• Stated exercise A:
Reproduce the portion of the leather cuff instructions that starts with the words containing "If that doesn't" and finishes with "an edge slicker.".
• Stated exercise B:
In the leather cuff instructions, what tool was used to cut out the design after it was drawn on the leather?

• Document passage:
— start —
I used a pencil to sketch the design I wanted directly on the leather. Fairly simple, a dove in front of a sunburst. Once I had the my design drawn I used a swivel knife to cut it out.

Honest moment: This really was my first experience tooling leather. Because of that I didn't really know what I was doing and it was very much a learning experience. I started with the dove and I actually sort of carved the leather out, which is why that part looks very rough. I quickly realized that was most definitely not the way it was supposed to be done. I had thought that the stamps were just meant for additional texture and hadn't realized they were actually a necessary part of the process. Can you tell I was epxerimenting and not doing my research?

Anywho, all in all I still don't think the bird turned out terribly and I used a textured stamp around the sunburst to make it pop out and to shade around it.

Step 2: Setting Snaps

To add snaps to the cuff you need a hole punch and a snap setting kit. I figured out where the snaps should go by holding it around my wrist and eyeballing it... you can measure if you want.

When punching the holes for the snaps always use the hole punch closest in size to the snap post. Usually one side of the snap is bigger than the other. the process is pretty simple but easy to mess up (I've ruined several snaps and rivets from just hitting it wrong, having the hole too big, etc.). First push the post through the hole. Then set it on the appropriately sized bump (they're numbered) on the "anvil". Set the other half of the snap on top. Then take the metal driver, place it on top of the snap, and whack it a couple times with your mallet. It's basically the same process for both the male and female ends. But for the male end the driver has a dimple in it that sits on top of the male end and for the female side the driver is slightly concave and sits on top of the rounded top of the snap.

If that doesn't make much sense the pictures should give you a fair sense of the order in which you should put the snaps together.

Step 3: Finishing Touches

I used an edge beveler to round the edges a bit and then went over them with an edge slicker.

And voila! You have now made your very own leather cuff.
— end —
Annotated coordinate records:
— start —
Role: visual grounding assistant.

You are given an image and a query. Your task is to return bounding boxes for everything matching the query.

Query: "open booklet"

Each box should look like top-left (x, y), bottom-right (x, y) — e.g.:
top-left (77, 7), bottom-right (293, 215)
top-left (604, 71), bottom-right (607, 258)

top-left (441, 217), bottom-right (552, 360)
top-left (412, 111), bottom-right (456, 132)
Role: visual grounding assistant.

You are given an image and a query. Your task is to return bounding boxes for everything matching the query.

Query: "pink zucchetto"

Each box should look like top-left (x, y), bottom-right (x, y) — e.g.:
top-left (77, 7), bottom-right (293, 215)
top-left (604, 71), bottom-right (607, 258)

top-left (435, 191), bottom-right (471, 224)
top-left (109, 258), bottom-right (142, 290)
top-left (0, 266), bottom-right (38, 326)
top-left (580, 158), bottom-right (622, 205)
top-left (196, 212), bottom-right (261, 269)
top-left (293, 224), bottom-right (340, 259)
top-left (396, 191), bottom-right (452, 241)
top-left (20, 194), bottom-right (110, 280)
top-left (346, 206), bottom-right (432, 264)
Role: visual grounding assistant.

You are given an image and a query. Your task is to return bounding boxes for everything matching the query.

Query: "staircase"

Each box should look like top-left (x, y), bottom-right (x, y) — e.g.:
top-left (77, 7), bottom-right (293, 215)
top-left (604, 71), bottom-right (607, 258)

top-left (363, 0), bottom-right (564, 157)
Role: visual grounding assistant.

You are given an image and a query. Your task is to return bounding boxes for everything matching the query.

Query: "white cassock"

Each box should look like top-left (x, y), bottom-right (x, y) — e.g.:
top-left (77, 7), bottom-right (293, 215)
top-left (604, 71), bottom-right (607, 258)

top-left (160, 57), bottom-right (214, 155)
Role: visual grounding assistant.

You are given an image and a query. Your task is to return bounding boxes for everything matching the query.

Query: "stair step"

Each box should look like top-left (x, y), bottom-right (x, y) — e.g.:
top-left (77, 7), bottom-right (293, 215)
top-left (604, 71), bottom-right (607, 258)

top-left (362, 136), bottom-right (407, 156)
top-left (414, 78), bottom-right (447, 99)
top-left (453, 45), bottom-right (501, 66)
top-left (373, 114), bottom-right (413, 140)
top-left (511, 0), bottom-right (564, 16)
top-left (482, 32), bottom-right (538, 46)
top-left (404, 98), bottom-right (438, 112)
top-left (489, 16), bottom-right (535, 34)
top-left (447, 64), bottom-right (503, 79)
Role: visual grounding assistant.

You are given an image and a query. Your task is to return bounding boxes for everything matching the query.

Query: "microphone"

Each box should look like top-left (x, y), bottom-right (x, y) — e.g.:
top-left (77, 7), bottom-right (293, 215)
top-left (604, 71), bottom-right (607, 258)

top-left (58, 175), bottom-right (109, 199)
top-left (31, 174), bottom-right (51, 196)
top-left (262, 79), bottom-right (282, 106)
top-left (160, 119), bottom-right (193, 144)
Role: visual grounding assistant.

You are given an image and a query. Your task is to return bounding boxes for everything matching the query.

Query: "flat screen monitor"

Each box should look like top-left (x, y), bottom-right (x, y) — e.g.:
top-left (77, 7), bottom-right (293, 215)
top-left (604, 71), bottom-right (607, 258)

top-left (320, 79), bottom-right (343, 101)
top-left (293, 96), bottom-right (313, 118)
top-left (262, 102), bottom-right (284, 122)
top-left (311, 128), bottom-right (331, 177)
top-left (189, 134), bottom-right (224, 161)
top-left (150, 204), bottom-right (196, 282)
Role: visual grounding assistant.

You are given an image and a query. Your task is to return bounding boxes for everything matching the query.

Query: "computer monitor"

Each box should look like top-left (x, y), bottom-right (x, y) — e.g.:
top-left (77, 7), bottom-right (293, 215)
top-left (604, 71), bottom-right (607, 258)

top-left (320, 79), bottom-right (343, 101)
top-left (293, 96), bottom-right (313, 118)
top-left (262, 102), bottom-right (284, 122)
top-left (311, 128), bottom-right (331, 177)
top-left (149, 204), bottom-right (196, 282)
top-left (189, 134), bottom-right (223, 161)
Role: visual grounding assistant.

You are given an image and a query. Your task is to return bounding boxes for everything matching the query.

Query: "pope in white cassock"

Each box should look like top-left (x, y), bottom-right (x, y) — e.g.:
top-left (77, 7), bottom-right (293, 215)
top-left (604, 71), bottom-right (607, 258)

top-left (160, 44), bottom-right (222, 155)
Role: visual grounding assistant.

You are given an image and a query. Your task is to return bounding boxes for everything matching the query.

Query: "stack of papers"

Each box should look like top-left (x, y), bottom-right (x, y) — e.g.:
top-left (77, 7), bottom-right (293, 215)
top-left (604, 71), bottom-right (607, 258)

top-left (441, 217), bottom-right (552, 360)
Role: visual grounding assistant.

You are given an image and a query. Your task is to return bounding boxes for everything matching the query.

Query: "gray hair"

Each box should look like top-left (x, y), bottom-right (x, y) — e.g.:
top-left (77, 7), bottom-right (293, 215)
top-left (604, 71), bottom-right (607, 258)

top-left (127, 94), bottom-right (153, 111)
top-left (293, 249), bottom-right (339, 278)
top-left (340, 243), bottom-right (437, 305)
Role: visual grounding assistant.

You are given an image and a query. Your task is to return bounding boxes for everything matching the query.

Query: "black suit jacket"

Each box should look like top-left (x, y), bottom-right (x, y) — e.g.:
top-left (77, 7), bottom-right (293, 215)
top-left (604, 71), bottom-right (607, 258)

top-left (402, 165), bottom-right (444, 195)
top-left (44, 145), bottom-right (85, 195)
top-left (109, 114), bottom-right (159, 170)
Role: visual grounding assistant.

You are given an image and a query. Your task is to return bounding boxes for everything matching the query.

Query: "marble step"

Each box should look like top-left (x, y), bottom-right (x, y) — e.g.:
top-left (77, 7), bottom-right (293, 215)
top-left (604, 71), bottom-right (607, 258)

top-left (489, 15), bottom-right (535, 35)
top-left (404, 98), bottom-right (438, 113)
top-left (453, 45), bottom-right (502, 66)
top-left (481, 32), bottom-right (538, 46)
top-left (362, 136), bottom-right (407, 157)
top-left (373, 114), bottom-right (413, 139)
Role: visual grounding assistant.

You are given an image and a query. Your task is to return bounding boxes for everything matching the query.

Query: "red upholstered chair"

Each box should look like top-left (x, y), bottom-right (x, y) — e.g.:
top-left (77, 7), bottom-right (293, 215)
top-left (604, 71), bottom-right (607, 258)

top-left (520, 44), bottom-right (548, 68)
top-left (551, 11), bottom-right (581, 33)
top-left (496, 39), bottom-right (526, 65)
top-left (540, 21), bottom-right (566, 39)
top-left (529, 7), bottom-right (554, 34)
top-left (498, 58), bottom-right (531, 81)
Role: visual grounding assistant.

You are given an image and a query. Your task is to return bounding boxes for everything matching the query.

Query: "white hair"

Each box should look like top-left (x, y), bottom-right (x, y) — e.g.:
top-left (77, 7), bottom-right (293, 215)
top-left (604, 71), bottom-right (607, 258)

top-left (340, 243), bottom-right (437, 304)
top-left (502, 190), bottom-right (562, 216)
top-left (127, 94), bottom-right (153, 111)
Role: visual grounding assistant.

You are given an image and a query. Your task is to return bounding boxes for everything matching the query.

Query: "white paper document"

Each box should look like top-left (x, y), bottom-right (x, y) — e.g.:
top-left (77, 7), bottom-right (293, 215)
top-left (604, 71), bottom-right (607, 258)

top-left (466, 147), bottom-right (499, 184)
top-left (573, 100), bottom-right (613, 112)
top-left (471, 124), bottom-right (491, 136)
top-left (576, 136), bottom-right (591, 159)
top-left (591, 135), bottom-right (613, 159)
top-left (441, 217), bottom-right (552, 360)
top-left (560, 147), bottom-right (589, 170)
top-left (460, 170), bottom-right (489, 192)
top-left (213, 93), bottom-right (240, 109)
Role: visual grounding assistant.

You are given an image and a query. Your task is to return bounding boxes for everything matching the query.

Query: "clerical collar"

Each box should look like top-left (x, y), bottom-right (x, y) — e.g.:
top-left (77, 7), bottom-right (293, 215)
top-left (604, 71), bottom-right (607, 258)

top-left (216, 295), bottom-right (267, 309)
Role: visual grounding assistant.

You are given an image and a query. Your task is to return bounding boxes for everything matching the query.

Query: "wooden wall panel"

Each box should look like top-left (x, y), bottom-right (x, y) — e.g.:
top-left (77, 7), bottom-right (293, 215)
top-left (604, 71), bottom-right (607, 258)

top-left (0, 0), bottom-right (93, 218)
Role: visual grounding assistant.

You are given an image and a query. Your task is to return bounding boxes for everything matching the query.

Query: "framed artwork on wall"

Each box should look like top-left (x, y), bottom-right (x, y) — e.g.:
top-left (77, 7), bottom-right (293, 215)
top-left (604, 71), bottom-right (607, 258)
— end —
• Exercise output A:
If that doesn't make much sense the pictures should give you a fair sense of the order in which you should put the snaps together.

Step 3: Finishing Touches

I used an edge beveler to round the edges a bit and then went over them with an edge slicker.

• Exercise output B:
A swivel knife.